DESCRIPTION OF THE TASK: Could you transcribe every record below exactly as written, excluding the pictures?

━━━━━━

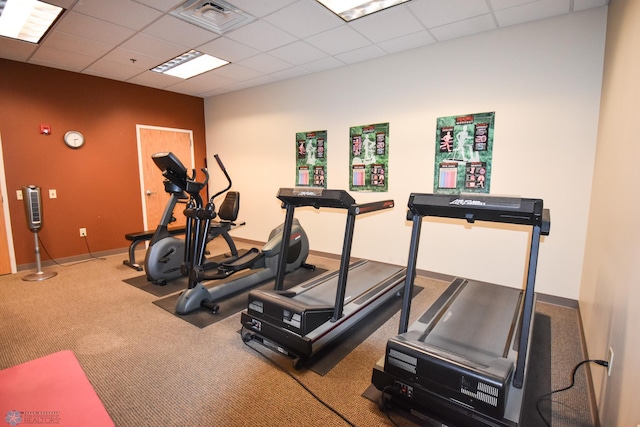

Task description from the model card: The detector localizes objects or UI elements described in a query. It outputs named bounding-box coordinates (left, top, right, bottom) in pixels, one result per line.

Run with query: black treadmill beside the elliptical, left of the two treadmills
left=241, top=187, right=406, bottom=368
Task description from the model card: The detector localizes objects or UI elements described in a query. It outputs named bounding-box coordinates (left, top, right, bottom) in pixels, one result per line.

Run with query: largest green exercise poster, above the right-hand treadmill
left=433, top=112, right=495, bottom=194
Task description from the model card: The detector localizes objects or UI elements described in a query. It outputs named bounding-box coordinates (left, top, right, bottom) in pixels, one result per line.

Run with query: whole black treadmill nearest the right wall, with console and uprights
left=372, top=193, right=550, bottom=427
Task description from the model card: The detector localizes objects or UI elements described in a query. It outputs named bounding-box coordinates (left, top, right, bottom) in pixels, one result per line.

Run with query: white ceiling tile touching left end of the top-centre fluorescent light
left=264, top=1, right=344, bottom=39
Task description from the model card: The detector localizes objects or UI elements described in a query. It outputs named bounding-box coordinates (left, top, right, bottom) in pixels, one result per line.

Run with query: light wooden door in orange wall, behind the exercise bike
left=136, top=125, right=194, bottom=234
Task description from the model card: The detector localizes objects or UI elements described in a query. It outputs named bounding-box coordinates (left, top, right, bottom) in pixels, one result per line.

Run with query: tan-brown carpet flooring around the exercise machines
left=0, top=242, right=593, bottom=427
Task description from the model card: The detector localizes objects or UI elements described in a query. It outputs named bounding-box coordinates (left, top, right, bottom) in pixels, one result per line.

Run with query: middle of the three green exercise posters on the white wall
left=349, top=123, right=389, bottom=191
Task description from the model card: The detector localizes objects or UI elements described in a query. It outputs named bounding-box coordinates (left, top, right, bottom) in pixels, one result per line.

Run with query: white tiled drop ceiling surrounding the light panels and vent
left=0, top=0, right=608, bottom=98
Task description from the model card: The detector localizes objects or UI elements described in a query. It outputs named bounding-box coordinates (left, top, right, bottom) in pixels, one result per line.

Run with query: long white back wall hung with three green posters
left=205, top=8, right=606, bottom=299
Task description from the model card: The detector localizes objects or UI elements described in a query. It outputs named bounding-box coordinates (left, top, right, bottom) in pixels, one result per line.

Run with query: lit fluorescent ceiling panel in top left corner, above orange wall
left=0, top=0, right=64, bottom=43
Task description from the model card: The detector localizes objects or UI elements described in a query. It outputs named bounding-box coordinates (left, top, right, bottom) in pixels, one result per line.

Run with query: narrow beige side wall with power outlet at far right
left=579, top=0, right=640, bottom=427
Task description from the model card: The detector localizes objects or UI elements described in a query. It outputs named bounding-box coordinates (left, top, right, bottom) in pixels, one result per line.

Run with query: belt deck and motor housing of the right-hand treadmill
left=372, top=278, right=523, bottom=427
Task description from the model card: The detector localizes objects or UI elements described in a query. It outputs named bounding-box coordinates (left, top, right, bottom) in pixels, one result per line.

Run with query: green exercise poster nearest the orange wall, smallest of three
left=296, top=130, right=327, bottom=188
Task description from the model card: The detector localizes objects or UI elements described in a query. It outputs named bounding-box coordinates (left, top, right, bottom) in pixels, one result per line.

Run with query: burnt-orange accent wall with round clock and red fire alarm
left=0, top=59, right=206, bottom=265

━━━━━━

TASK SOLUTION:
Task description from the model card: The detector localizes objects or UI elements described in a query. It outputs named bounding-box coordinates (left, top, right, bottom) in pixels, one result per line.

Run with query: black treadmill beside the elliptical, left of the two treadmills
left=241, top=187, right=406, bottom=368
Task description from the model card: The detector localizes objects or UI elements described in a query. It outputs named bounding-box coordinates (left, top, right, bottom) in pixels, one result per line.

Run with query: largest green exercise poster, above the right-hand treadmill
left=433, top=112, right=495, bottom=194
Task description from the model card: The detector localizes objects or UI elements described in a query. It outputs named bounding-box coordinates (left, top, right, bottom) in pixels, one result per line.

Run with query: whole black treadmill nearest the right wall, with console and uprights
left=372, top=193, right=550, bottom=427
Task description from the model card: The detector localizes objects or UI elements described in a query. It outputs named bounding-box coordinates (left, top, right, bottom) in pixels, one result per line.

Run with query: white ceiling tile touching left end of the top-centre fluorescent light
left=264, top=1, right=344, bottom=39
Task description from the model card: The detector localizes objects or UI elements described in a query. It outputs named bounding-box coordinates (left, top, right, bottom) in pixels, one result per line.

Run with query: light wooden door in orange wall, behind the exercise bike
left=136, top=125, right=194, bottom=234
Task description from the model card: The detector localizes objects or UI elements described in a query. It outputs named bounding-box coordinates (left, top, right, bottom) in pixels, one result per line.

Run with query: tan-brown carpet flooring around the exercise machines
left=0, top=242, right=593, bottom=427
Task description from the model card: The detector localizes objects or UI elements described in a query. It outputs named bounding-box coordinates (left, top, right, bottom) in pixels, one result per line.

Run with query: middle of the three green exercise posters on the white wall
left=349, top=123, right=389, bottom=191
Task description from the model card: The detector localizes objects or UI elements described in a query. It outputs named bounding-box coordinates (left, top, right, bottom) in pixels, one result per line.

Run with query: white tiled drop ceiling surrounding the light panels and vent
left=0, top=0, right=608, bottom=98
Task description from the model card: The detector localizes objects or UI elements described in a query. It outputs named bounding-box coordinates (left, top, right, bottom) in pixels, one result per line.

Run with query: long white back wall hung with three green posters
left=205, top=8, right=606, bottom=299
Task description from the model card: The detector localizes objects or UI elements described in a query. It outputs named bounding-box coordinates (left, top, right, bottom) in pixels, one result per line.

Run with query: lit fluorescent ceiling panel in top left corner, above orange wall
left=0, top=0, right=64, bottom=43
Task description from the model card: The detector localizes objects or UI elements described in a query. It outputs named bounding-box coordinates (left, top, right, bottom) in pixels, one result per line.

Run with query: narrow beige side wall with power outlet at far right
left=579, top=0, right=640, bottom=427
Task description from the model card: The detector localizes objects or UI elements described in a query. It outputs named bounding-box coordinates (left, top, right, bottom) in pixels, one result per line.

Run with query: belt deck and motor housing of the right-hand treadmill
left=372, top=278, right=523, bottom=427
Task description from the model card: The detector localizes objects or UI elements described in a query. It outputs named bounding-box coordinates (left, top, right, bottom) in pixels, one result per line.

Run with query: green exercise poster nearest the orange wall, smallest of three
left=296, top=130, right=327, bottom=188
Task description from the model card: The detector localizes objects or UI elements described in a query. It outputs named bounding-box coordinates (left, top, right, bottom) in pixels, one result per line.

Run with query: burnt-orange accent wall with round clock and red fire alarm
left=0, top=59, right=206, bottom=265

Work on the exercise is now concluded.